**Instruction:**
Continue the Bharatnatyam article below, starting right after its final sentence about the dance moving to public platforms.

*** Selected extract ***

Bharatnatyam is believed to be one of the oldest classical dance forms of India. It is based on Bharat Munni’s Natya Shastra which is considered to be the fifth Veda as it takes its foundations from the earlier four Vedas. It is a dance form which is used for worshipping God every day.
Bharatnatyam – The Oldest Dance Form of India
Bharatnatyam also finds a direct reference in Tamil epic Silappatikaram which narrates a story of a girl and her dance training regimen.
History and Decline
Bharatnatyam mainly flourished in Hindu temples in Tamil Nadu and was restricted to religious narratives. Until the 19th century, Bharatnatyam was kept alive by the Devadasis, who were gifted to the temple by their parents and were married to God.
They performed it every day to worship God. But as the British banned it in the nineteenth century, it stretched out to other public platforms where it undertook many non-religious and social themes.

*** End of Selected extract ***
*** Extracted records ***

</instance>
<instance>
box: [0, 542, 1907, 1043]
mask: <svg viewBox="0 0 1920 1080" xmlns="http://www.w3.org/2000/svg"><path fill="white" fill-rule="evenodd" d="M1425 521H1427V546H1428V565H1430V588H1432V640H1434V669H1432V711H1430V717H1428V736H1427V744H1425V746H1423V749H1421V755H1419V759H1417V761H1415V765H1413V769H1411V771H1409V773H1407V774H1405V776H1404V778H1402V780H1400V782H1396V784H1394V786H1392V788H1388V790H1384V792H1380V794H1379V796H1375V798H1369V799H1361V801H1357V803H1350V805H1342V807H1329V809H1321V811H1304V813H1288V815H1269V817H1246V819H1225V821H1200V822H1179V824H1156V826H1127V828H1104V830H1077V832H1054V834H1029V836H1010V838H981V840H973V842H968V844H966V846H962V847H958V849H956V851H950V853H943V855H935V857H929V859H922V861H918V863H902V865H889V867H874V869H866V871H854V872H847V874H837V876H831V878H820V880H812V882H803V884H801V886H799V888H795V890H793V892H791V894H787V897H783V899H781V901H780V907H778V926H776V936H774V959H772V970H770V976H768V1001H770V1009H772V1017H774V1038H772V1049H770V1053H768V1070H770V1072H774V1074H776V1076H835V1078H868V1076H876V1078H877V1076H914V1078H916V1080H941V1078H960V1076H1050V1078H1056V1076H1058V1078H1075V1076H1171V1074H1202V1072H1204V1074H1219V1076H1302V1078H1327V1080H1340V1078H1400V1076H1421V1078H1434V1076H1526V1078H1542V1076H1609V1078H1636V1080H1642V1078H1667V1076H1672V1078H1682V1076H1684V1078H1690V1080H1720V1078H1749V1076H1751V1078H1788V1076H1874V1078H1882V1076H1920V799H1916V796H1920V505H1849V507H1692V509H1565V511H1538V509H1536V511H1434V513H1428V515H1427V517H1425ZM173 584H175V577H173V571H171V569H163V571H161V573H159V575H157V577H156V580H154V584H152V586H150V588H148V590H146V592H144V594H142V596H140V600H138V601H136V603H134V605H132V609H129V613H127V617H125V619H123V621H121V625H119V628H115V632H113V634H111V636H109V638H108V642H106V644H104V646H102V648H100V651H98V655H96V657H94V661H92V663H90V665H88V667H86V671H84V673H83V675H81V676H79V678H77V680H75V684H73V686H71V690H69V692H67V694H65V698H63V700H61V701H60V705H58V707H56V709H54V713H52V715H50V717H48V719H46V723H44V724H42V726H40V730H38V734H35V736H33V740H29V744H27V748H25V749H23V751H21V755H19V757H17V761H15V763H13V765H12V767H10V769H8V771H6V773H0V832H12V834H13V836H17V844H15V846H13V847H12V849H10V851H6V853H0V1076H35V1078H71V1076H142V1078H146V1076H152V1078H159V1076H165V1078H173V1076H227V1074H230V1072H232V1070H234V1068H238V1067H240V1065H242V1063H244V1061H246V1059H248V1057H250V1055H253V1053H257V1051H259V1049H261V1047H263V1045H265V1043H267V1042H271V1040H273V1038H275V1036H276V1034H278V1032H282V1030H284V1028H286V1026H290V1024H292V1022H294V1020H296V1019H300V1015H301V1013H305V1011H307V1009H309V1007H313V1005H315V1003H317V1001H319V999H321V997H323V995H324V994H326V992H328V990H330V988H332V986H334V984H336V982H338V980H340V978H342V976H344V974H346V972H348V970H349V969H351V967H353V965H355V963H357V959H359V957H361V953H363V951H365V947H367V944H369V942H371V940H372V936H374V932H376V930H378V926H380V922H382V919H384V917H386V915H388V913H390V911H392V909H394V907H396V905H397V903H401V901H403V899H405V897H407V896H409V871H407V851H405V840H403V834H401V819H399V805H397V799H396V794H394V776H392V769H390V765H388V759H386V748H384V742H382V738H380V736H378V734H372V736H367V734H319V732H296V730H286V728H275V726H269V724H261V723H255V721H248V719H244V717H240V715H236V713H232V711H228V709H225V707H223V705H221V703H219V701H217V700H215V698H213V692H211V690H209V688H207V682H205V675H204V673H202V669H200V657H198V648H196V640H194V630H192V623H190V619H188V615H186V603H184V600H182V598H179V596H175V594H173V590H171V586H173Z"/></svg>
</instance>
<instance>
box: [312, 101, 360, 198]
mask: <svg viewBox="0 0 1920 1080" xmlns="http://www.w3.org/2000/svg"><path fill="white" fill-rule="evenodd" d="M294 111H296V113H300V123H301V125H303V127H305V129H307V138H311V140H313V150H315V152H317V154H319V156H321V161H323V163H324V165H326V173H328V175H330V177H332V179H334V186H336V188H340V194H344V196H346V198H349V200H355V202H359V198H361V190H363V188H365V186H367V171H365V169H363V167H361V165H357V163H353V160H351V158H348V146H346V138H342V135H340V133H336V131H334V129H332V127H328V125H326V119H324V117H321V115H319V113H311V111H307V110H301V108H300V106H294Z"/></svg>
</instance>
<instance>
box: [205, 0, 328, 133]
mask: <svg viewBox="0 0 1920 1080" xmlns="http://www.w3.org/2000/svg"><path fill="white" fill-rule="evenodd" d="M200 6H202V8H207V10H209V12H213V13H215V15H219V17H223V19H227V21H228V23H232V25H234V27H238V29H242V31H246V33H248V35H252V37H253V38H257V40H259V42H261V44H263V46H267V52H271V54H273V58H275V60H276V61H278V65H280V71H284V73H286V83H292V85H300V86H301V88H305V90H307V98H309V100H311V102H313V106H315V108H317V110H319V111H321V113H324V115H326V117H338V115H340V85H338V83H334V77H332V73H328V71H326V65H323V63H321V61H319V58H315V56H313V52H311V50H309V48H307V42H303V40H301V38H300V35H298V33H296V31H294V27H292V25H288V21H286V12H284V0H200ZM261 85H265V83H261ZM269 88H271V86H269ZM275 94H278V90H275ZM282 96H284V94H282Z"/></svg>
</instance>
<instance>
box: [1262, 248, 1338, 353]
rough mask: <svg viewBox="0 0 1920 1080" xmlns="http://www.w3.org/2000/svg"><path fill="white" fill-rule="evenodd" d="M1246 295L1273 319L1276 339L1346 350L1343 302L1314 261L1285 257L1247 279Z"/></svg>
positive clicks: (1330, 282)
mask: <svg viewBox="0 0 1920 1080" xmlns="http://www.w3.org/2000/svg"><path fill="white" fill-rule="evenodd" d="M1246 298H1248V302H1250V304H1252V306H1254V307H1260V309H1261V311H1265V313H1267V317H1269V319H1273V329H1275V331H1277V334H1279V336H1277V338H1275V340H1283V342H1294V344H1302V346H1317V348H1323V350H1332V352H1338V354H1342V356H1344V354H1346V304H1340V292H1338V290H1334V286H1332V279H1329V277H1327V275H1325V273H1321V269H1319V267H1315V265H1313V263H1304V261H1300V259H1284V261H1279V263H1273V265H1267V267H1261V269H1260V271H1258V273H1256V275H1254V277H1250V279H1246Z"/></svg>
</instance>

*** End of Extracted records ***

**Answer for the task:**
Bharatnatyam is performed by a solo female or male dancer on traditional Carnatic music, earlier it was only performed by females. The music and dance movements of the performance draw their roots from the Natya Shastra. The dancer is accompanied by a vocalist, mridangam player, violinist or veena player, a flutist and cymbal player on the stage.
The most important aspects of the performance are the hand postures, called mudras, and facial expressions, called bhava, of the dancer as they play an important role in the narration of the story. The most famous posture of Bharatnatyam in popular culture is that of Nataraja.
The entire performance is based on a sequence of dance performances which are done in a specific order that is pushpanjali, alarippu, jatiswaram, shabdam, varnam, padam, tillana and managalam. Each part of the sequence is different from the other in purpose and style.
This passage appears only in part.